Collection entries ▸

#####

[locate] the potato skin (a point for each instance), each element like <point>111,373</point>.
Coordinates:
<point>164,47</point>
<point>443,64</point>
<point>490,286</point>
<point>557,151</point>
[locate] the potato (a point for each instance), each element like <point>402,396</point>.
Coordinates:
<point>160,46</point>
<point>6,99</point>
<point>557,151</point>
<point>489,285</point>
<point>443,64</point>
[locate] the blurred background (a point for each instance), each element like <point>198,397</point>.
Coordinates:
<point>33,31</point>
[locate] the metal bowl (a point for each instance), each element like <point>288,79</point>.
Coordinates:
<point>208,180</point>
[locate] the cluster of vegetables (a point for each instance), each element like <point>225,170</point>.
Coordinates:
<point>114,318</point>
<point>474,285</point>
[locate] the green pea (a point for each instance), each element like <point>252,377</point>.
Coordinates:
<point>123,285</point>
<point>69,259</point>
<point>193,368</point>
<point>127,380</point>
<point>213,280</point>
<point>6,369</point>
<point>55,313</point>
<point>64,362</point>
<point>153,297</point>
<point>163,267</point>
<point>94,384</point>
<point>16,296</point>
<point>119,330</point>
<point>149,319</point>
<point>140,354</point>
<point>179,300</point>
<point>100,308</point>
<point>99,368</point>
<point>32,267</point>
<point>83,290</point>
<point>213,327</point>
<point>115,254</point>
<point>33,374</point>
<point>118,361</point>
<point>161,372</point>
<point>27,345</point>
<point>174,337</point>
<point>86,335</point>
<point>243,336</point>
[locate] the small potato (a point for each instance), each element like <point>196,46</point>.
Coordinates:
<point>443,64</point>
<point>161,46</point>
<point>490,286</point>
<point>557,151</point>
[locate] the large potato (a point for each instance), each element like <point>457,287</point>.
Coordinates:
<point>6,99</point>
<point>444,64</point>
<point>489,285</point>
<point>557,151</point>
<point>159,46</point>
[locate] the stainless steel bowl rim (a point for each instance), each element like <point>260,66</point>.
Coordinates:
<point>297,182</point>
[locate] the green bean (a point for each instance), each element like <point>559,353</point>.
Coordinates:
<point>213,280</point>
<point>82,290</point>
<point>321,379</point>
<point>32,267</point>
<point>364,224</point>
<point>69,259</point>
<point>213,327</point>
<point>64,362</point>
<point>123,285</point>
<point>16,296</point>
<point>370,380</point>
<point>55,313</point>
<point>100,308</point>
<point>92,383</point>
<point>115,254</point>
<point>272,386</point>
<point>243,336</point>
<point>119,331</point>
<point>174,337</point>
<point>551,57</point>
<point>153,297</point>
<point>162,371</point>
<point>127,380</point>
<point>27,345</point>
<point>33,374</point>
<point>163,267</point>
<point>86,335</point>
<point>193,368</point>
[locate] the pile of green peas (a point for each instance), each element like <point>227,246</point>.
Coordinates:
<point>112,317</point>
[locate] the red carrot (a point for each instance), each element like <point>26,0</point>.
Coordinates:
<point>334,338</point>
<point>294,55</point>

#####

Exercise prompt ▸
Could you write out exactly the lines above, starting at the first one and ending with the line that has "[locate] the small"?

Answer space ▸
[locate] the potato skin (a point for each instance), each element like <point>111,373</point>.
Coordinates:
<point>164,47</point>
<point>443,64</point>
<point>490,286</point>
<point>557,151</point>
[locate] the potato (a point for each instance), each element like <point>402,396</point>.
Coordinates:
<point>160,46</point>
<point>6,99</point>
<point>557,151</point>
<point>489,285</point>
<point>443,64</point>
[locate] the blurred background (a point for each instance), each element like <point>198,397</point>.
Coordinates:
<point>33,31</point>
[locate] the metal bowl (a point for each instance), each element like <point>288,79</point>.
Coordinates:
<point>208,180</point>
[locate] the cluster of vegetables (a point for each instance), each element like <point>225,170</point>.
Coordinates:
<point>114,318</point>
<point>474,285</point>
[locate] the green pea (a point for each instance), each element like <point>252,377</point>.
Coordinates:
<point>123,285</point>
<point>69,259</point>
<point>193,368</point>
<point>127,380</point>
<point>213,280</point>
<point>6,369</point>
<point>55,313</point>
<point>64,362</point>
<point>153,297</point>
<point>163,267</point>
<point>94,384</point>
<point>16,296</point>
<point>119,330</point>
<point>149,319</point>
<point>140,354</point>
<point>179,300</point>
<point>100,308</point>
<point>99,368</point>
<point>32,267</point>
<point>83,290</point>
<point>213,327</point>
<point>115,254</point>
<point>33,374</point>
<point>118,361</point>
<point>161,372</point>
<point>27,345</point>
<point>174,337</point>
<point>86,335</point>
<point>243,336</point>
[locate] the small potato (a point for each instance), each element like <point>196,46</point>.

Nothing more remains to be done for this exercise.